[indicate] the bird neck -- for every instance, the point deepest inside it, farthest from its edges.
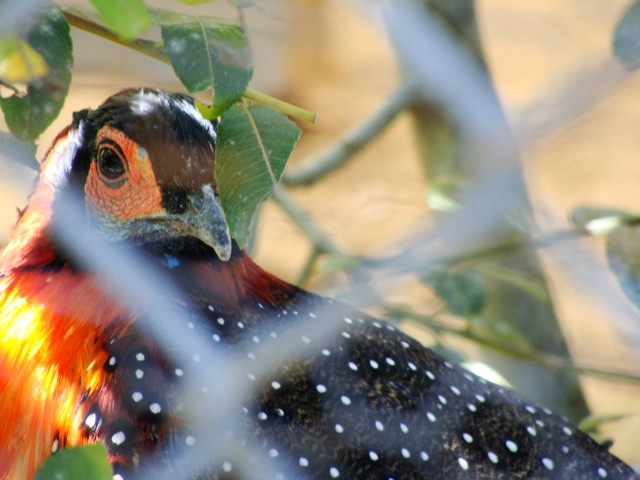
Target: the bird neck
(30, 243)
(230, 283)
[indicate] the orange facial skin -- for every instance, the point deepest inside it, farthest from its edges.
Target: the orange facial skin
(136, 194)
(53, 319)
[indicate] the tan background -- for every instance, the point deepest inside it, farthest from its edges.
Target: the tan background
(333, 57)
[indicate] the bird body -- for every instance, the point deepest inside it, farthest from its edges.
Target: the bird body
(305, 388)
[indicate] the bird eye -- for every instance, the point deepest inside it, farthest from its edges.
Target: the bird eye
(110, 163)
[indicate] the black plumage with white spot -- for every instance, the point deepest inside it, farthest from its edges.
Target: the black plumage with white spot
(355, 400)
(330, 393)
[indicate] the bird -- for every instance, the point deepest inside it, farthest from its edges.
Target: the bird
(344, 395)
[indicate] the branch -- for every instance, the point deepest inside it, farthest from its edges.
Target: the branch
(317, 166)
(321, 242)
(548, 360)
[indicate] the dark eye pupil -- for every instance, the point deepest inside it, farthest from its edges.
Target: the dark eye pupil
(110, 164)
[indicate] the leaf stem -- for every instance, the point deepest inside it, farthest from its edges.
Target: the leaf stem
(155, 50)
(284, 107)
(320, 165)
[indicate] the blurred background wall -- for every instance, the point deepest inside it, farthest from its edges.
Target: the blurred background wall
(553, 68)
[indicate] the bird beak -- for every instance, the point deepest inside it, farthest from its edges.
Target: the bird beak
(204, 219)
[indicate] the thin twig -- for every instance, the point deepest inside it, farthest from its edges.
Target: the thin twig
(545, 359)
(155, 50)
(318, 166)
(320, 241)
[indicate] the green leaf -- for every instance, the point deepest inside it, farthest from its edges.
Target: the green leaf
(29, 115)
(19, 62)
(626, 37)
(89, 462)
(462, 291)
(206, 52)
(17, 151)
(126, 18)
(252, 149)
(599, 220)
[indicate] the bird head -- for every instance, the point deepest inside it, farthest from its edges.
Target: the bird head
(143, 164)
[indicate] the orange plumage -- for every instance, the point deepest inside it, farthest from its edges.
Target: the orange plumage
(304, 387)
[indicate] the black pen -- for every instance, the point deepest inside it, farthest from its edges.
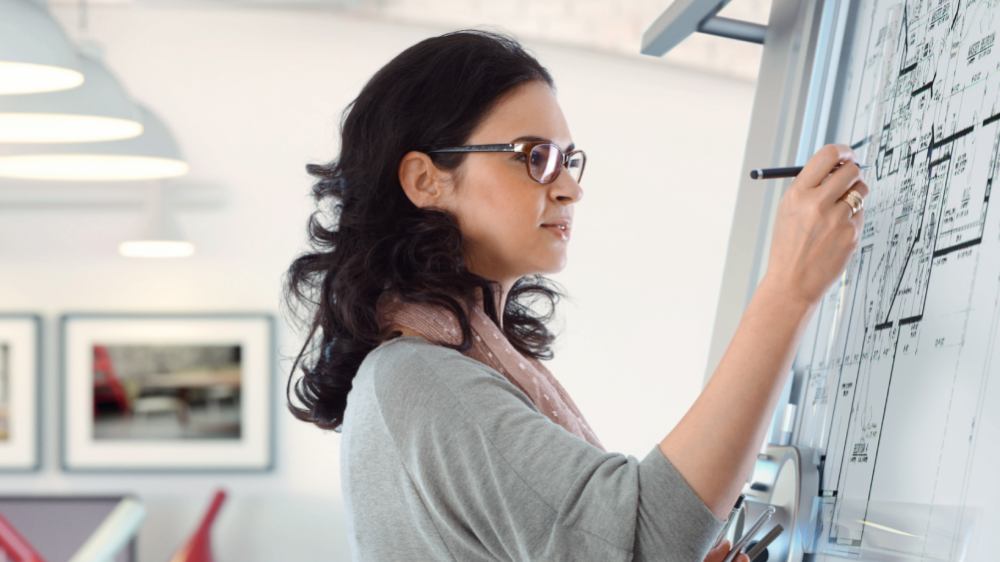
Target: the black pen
(787, 172)
(729, 521)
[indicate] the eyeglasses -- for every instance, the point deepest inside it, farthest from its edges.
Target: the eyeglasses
(544, 160)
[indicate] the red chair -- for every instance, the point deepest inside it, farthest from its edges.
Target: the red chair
(108, 387)
(16, 547)
(199, 546)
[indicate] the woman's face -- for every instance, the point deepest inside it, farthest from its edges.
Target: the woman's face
(500, 208)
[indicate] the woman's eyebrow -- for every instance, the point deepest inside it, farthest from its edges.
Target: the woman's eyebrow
(534, 138)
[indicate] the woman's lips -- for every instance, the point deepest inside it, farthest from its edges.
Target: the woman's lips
(562, 232)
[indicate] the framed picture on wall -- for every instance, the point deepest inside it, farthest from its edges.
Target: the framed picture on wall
(167, 392)
(20, 392)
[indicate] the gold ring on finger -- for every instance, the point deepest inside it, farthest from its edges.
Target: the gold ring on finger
(854, 200)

++++++++

_EXERCISE DETAILS_
Swap "Target" for "Object" throughout the entries above, leaving every other word unchanged, and give the lines again with the pictures left out.

_FULL ANSWER_
[indicate] the bird neck -- for every instance, the point deepest inside it, farthest from its edges.
Object: the bird neck
(30, 243)
(230, 283)
[indicate] the orange facial skin -- for every instance, the point deepest inside it, farthest from its edges.
Object: the orange facial skin
(136, 194)
(53, 319)
[indicate] the tan background -- for every instance, the point deepest inside it, farthest from its edges.
Object: the tan background
(333, 57)
[indicate] the bird body -- for every instance, the point deepest inside it, farthest from its edges.
Object: the bird body
(305, 388)
[indicate] the bird eye -- for every instance, the point deepest inside it, farthest from its edges.
Object: the bird eye
(110, 163)
[indicate] the black plumage with white spot -- for every instance, the point deepest inside it, farthest from its edges.
Object: the black plumage with white spot
(355, 400)
(330, 393)
[indicate] the bird -- for every instance, the point deepest inside it, farthest from its edges.
Object: the bird
(344, 395)
[indicate] the branch -- for every instance, the point deepest inside it, farthest from its edges.
Object: the branch
(317, 166)
(321, 242)
(548, 360)
[indicate] the dark eye pupil -- for every instance, the point deepest inside it, farthest from its edges.
Object: the dark eye pupil
(110, 164)
[indicate] the leaf stem -- for every instance, the point deepest inside it, farthest from its edges.
Object: the leaf stem
(155, 50)
(284, 107)
(320, 165)
[indicate] the blurred background wall -- for every instance, the point deepest inside it, farthest from its edges.
Object: the blurred background wall
(553, 68)
[indicate] the bird beak -- for every instance, the point deepest inside it, farthest from its edges.
Object: the bird beak
(204, 219)
[indicate] the thin twig -- for every instance, the point deepest inside it, farthest from its edges.
Object: the thin twig
(545, 359)
(155, 50)
(318, 166)
(320, 241)
[indicate] the green leaf -- for every instance, the point deepest inside it, farthest from its edges.
Object: the green leaf
(29, 115)
(19, 62)
(626, 37)
(89, 462)
(462, 291)
(206, 52)
(17, 151)
(126, 18)
(252, 149)
(599, 220)
[indicate] the bird head -- for every instance, the point deepest inside it, farthest from its edges.
Object: the bird head
(143, 164)
[indicate] the orange plumage -- for every instance, the point deepest inside it, farthest from its edges.
Object: the orange plumage
(304, 387)
[indicate] the black pen -- for every instance, the point deepest inside it, farthest from its edges.
Object: the black pen
(787, 172)
(729, 521)
[indicate] the eyeglasses -- for every instance, the point deepest inside it, farthest from its edges.
Object: the eyeglasses
(544, 160)
[indicate] the red chair -- for every instance, the point deepest inside it, farthest from its edges.
Object: the red chair
(108, 387)
(16, 547)
(199, 546)
[indicate] the woman's face -- for every instance, the point deepest inside it, farthest from its edges.
Object: the woman's face
(500, 208)
[indicate] the woman's eyebrow -- for every instance, the point deepest inside it, farthest from its edges.
Object: the woman's eyebrow
(534, 138)
[indicate] the woman's lips -- for every instance, the point deepest inside it, farthest from its edges.
Object: the woman's lips
(562, 232)
[indicate] the framed picture on wall -- for every instance, the point deepest inside it, farthest from its edges.
Object: the framed picture on wall
(167, 392)
(20, 392)
[indicate] the gold ring on finger -- for every instance, the point deepest inside it, farthest from its edges.
Object: the gold ring on finger
(854, 200)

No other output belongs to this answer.